>> start Data extract
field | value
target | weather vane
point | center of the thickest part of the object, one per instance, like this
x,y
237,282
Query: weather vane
>> end Data extract
— Objective —
Write out the records again, swapping "weather vane" for "wind vane" each time it appears and leaving everything else unchanged.

— Result of this task —
field | value
target | wind vane
point | center of the thickest part of the object, one per instance, like this
x,y
237,282
Query: wind vane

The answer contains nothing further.